--- START OF Reading text ---

Objective Quality physical education (PE) is the cornerstone of comprehensive school physical activity (PA) promotion programmes. We tested the efficacy of a teacher professional learning intervention, delivered partially via the internet, designed to maximise opportunities for students to be active during PE lessons and enhance adolescents’ motivation towards PE and PA.

Methods A two-arm cluster randomised controlled trial with teachers and Grade 8 students from secondary schools in low socioeconomic areas of Western Sydney, Australia. The Activity and Motivation in Physical Education (AMPED) intervention for secondary school PE teachers included workshops, online learning, implementation tasks and mentoring sessions. The primary outcome was the proportion of PE lesson time that students spent in moderate-to-vigorous physical activity (MVPA), measured by accelerometers at baseline, postintervention (7–8 months after baseline) and maintenance (14–15 months). Secondary outcomes included observed PE teachers’ behaviour during lessons, students’ leisure-time PA and students’ motivation.

--- END OF Reading text ---

Written instruction A |
According to the study summary, what device measured the share of PE lesson time students spent in moderate-to-vigorous physical activity?
Written instruction B |
Transcribe the study summary from "Methods A two-arm" up to and including "and students’ motivation.".
The lines are separate material, unrelated to the study summary.

--- START OF Data records ---

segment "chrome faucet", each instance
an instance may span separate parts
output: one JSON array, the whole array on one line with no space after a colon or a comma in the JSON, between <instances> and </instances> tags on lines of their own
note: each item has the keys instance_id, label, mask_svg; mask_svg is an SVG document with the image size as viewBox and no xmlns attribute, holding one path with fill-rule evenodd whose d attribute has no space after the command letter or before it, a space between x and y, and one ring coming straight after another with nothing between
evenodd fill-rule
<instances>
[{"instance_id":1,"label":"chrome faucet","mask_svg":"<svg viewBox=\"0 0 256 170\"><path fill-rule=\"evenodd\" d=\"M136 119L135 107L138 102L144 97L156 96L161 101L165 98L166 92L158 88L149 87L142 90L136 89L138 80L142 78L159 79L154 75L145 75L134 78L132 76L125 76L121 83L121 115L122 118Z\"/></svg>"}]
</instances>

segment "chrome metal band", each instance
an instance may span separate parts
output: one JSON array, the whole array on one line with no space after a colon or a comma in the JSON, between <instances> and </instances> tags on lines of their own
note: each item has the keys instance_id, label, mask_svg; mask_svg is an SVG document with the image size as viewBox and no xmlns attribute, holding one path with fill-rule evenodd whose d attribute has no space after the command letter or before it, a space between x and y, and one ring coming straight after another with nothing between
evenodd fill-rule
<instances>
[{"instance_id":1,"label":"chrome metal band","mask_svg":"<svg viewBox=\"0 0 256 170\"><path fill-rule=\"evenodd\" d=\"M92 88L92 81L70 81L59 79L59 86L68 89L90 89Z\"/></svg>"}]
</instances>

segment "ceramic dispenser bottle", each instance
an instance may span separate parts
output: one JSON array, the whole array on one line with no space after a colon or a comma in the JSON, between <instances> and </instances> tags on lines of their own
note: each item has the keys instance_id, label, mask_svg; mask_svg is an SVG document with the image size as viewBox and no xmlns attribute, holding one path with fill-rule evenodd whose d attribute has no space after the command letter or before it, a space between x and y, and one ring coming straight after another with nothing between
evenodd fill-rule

--- END OF Data records ---

Expected output A |
Accelerometers measured it.

Expected output B |
Methods A two-arm cluster randomised controlled trial with teachers and Grade 8 students from secondary schools in low socioeconomic areas of Western Sydney, Australia. The Activity and Motivation in Physical Education (AMPED) intervention for secondary school PE teachers included workshops, online learning, implementation tasks and mentoring sessions. The primary outcome was the proportion of PE lesson time that students spent in moderate-to-vigorous physical activity (MVPA), measured by accelerometers at baseline, postintervention (7–8 months after baseline) and maintenance (14–15 months). Secondary outcomes included observed PE teachers’ behaviour during lessons, students’ leisure-time PA and students’ motivation.